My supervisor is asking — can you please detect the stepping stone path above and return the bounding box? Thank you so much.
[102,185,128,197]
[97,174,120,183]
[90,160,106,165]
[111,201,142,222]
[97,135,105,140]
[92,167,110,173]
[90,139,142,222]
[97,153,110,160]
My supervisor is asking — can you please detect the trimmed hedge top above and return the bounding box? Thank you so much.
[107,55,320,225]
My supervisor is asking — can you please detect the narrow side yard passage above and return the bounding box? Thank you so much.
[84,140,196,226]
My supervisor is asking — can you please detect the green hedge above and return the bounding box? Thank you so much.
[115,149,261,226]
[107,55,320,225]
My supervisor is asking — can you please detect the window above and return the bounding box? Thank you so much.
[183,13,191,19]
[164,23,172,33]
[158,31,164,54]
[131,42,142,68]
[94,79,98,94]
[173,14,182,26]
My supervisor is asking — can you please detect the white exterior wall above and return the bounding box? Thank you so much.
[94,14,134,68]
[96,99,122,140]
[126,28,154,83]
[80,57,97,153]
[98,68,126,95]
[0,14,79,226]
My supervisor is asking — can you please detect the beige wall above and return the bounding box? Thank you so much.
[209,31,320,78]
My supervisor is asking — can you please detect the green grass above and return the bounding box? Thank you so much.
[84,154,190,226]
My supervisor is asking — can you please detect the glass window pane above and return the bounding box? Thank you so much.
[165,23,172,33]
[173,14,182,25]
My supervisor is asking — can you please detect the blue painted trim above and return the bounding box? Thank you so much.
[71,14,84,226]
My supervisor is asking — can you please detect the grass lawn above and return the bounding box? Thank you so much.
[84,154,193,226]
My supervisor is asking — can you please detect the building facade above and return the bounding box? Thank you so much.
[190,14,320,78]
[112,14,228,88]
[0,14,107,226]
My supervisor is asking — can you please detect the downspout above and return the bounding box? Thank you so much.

__GIVEN EXERCISE__: Give every line of the items above as a JSON list of strings, with one string per line and no blank lines.

__EXERCISE SOLUTION__:
[
  "My supervisor is asking — can you please detect the stepping stone path above and return the bounding box? Thank you so much.",
  "[102,185,128,197]",
  "[97,174,120,183]",
  "[90,160,106,165]",
  "[111,201,142,222]",
  "[97,135,105,140]",
  "[92,167,110,173]",
  "[90,139,142,222]",
  "[97,153,110,160]",
  "My supervisor is asking — can you please detect the trimmed hedge top above and return the bounding box? Thank you so much.",
  "[107,55,320,225]",
  "My supervisor is asking — can you please detect the narrow side yard passage above and return the bounding box? Thank you so much.",
  "[84,140,196,226]",
  "My supervisor is asking — can you please detect the green hedge above and return the bounding box? Thank you so much.",
  "[115,149,261,226]",
  "[107,55,320,225]",
  "My supervisor is asking — can you please detect the window above and return the bounding box? Thank you so much.",
  "[183,13,191,19]",
  "[164,23,172,33]",
  "[158,31,164,54]",
  "[131,42,142,68]",
  "[94,79,98,94]",
  "[173,14,182,26]",
  "My supervisor is asking — can you please detect the white exterior wall above and return the bounding box? Thank you so much.",
  "[94,14,134,68]",
  "[96,99,122,140]",
  "[126,28,154,83]",
  "[80,57,97,153]",
  "[98,68,126,95]",
  "[0,14,79,226]",
  "My supervisor is asking — can you please detect the beige wall above and return the bounding box? Thank you so much.",
  "[209,31,320,78]",
  "My supervisor is asking — can you please detect the green grass above and return the bounding box? Thank you so much.",
  "[84,154,190,226]",
  "My supervisor is asking — can you please detect the glass window pane above and return the bounding box? Thank you so much.",
  "[165,23,172,33]",
  "[173,14,182,25]",
  "My supervisor is asking — can you please detect the blue painted trim above and return the bounding box? Thank you so much.",
  "[71,14,84,226]",
  "My supervisor is asking — can you please detect the grass lawn above and return the bounding box? Thank you so much.",
  "[84,154,193,226]",
  "My supervisor is asking — can you please detect the building facade above and return the bounding box? Thank you so much.",
  "[190,14,320,78]",
  "[112,14,228,88]",
  "[0,14,107,226]",
  "My supervisor is asking — can you please detect the downspout above and return the bounding box? Thank you so much."
]